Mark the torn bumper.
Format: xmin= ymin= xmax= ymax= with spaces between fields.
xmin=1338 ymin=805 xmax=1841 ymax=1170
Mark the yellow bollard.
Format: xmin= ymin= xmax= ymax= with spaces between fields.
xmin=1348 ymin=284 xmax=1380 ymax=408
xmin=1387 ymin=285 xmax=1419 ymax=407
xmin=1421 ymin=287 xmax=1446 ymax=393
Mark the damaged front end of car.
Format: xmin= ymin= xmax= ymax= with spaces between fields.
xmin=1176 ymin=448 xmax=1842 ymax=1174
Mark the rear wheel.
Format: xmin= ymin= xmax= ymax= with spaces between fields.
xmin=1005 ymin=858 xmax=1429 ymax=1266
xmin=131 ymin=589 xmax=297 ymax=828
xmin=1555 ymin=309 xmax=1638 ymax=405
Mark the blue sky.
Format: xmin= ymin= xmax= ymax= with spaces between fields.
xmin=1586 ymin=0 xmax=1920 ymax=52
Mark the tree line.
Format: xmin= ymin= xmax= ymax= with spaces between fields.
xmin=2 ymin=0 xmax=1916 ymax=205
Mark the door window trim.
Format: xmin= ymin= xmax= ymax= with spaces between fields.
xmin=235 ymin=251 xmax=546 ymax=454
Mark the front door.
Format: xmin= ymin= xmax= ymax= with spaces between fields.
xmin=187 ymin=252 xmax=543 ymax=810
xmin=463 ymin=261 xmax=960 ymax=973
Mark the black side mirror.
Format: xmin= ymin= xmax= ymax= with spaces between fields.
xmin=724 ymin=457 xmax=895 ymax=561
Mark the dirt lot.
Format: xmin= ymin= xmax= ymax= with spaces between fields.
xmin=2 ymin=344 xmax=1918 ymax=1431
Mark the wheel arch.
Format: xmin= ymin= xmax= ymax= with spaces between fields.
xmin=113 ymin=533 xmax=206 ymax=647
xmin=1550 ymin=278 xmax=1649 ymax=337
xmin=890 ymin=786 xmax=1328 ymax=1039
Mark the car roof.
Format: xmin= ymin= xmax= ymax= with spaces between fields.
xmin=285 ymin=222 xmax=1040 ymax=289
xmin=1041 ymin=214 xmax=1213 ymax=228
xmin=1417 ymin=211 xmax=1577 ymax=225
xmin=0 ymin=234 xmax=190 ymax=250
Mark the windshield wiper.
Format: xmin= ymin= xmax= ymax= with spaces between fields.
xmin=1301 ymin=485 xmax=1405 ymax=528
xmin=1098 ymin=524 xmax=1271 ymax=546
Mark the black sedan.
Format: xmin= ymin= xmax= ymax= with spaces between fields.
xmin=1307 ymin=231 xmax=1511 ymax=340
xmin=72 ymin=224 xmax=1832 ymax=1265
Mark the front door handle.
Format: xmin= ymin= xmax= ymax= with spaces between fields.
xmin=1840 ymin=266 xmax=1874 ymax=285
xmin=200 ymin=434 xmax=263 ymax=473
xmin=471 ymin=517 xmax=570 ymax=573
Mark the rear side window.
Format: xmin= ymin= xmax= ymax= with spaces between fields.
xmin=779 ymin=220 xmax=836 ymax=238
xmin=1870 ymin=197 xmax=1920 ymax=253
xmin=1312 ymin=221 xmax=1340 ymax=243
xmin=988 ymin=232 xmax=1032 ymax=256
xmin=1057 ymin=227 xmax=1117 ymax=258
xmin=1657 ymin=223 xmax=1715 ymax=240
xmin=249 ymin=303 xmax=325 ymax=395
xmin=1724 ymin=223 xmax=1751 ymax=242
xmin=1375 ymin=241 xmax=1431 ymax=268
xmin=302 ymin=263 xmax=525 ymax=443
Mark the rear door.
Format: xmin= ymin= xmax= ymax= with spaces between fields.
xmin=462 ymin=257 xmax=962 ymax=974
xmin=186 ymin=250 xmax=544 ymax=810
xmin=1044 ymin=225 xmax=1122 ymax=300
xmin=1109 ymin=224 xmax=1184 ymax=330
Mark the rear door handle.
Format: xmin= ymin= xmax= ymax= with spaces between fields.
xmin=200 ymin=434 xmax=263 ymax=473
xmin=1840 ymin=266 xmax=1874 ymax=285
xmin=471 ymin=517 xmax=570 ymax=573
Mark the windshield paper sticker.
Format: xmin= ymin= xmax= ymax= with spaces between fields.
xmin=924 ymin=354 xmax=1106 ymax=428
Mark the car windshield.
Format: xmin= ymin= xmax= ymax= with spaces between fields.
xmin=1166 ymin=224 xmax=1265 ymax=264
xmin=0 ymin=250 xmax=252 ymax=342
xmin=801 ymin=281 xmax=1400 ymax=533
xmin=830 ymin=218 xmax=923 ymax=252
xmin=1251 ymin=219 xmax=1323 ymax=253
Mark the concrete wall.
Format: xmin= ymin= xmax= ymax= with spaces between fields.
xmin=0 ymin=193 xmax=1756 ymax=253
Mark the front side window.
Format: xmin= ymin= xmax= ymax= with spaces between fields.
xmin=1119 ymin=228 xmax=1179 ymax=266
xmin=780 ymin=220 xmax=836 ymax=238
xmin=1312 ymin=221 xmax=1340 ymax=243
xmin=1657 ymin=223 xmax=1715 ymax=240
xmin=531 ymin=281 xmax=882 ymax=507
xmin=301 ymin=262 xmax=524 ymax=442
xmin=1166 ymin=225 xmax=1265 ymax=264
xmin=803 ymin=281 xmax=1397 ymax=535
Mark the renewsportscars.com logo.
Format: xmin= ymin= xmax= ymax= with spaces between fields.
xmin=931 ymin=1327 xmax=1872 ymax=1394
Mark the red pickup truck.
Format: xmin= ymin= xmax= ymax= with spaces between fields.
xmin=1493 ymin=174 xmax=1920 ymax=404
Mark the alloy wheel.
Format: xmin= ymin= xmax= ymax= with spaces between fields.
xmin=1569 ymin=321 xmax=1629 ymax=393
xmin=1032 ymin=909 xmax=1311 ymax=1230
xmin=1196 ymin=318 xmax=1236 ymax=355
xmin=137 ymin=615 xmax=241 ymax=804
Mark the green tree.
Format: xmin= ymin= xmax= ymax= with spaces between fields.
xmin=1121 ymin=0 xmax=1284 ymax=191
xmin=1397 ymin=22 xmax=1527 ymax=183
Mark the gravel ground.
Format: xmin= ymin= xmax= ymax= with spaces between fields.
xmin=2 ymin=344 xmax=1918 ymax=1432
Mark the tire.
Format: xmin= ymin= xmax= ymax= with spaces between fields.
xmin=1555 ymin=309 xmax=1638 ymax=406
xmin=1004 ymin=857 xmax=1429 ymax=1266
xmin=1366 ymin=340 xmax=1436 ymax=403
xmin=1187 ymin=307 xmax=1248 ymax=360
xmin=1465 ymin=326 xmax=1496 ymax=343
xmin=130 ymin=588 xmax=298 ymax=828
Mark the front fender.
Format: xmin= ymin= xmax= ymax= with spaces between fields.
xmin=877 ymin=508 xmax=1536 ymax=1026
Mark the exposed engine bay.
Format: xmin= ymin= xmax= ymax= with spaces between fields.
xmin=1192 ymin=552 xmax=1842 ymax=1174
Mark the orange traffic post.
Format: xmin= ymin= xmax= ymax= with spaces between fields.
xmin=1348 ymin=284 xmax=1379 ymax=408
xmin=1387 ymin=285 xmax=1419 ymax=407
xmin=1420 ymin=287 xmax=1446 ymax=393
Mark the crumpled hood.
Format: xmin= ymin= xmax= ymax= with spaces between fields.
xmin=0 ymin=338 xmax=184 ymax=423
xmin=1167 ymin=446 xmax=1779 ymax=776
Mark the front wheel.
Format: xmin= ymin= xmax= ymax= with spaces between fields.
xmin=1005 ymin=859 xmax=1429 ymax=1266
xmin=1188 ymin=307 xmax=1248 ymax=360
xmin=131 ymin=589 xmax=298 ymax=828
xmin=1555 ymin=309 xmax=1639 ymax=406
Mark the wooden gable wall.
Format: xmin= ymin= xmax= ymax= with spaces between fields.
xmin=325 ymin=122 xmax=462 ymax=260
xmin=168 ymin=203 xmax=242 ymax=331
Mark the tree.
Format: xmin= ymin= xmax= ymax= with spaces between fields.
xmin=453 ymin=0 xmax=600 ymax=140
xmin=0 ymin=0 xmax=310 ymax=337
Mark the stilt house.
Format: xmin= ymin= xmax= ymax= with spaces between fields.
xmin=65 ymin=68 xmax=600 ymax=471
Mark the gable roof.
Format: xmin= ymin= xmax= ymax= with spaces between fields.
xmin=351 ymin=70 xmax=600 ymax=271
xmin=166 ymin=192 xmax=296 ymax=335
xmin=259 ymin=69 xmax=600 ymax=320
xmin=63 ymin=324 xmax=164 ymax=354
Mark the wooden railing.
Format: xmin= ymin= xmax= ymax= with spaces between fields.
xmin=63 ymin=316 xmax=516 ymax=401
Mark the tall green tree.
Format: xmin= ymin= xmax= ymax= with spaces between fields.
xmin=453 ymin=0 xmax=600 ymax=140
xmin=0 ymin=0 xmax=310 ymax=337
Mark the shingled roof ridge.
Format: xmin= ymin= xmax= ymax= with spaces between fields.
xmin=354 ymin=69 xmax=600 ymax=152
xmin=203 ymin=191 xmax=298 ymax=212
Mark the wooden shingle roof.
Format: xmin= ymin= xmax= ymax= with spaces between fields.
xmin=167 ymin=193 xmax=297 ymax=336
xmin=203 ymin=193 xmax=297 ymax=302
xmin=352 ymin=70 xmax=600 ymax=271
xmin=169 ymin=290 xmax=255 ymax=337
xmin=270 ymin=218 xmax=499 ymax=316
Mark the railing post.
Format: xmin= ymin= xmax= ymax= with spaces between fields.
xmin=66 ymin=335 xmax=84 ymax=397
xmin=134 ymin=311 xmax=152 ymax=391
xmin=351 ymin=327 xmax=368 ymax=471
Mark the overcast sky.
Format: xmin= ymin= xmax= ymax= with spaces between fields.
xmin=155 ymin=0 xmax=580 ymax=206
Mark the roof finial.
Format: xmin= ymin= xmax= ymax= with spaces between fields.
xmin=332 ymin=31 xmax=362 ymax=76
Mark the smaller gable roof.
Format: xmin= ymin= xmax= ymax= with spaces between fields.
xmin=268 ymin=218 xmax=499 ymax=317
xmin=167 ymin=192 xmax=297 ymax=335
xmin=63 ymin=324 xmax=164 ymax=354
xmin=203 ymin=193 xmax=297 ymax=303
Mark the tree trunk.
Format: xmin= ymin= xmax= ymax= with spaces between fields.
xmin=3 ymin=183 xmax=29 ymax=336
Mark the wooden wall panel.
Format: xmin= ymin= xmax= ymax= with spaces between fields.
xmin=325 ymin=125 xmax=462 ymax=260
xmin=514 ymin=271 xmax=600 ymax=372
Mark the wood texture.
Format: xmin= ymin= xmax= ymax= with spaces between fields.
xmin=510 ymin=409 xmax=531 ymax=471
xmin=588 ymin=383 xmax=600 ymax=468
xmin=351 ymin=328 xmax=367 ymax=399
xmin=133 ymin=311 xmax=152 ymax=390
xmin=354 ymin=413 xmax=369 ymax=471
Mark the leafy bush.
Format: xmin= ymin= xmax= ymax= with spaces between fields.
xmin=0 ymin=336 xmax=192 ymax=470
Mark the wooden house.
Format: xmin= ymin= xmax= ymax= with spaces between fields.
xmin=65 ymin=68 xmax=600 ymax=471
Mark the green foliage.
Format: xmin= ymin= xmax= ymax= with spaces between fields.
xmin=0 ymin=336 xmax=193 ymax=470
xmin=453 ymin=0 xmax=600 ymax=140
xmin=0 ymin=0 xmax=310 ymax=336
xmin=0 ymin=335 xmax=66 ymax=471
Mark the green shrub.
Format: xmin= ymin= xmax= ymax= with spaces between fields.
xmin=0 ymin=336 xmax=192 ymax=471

- [Try it]:
For this exercise, output exactly the lines above from the line with "Mark the green foliage." to the line with "Mark the green shrub.", counting both, and leave out the rest.

- [Exercise answer]:
Mark the green foliage.
Format: xmin= ymin= xmax= ymax= with spaces between fields.
xmin=0 ymin=336 xmax=193 ymax=470
xmin=453 ymin=0 xmax=600 ymax=140
xmin=0 ymin=0 xmax=310 ymax=336
xmin=0 ymin=335 xmax=66 ymax=471
Mark the green shrub.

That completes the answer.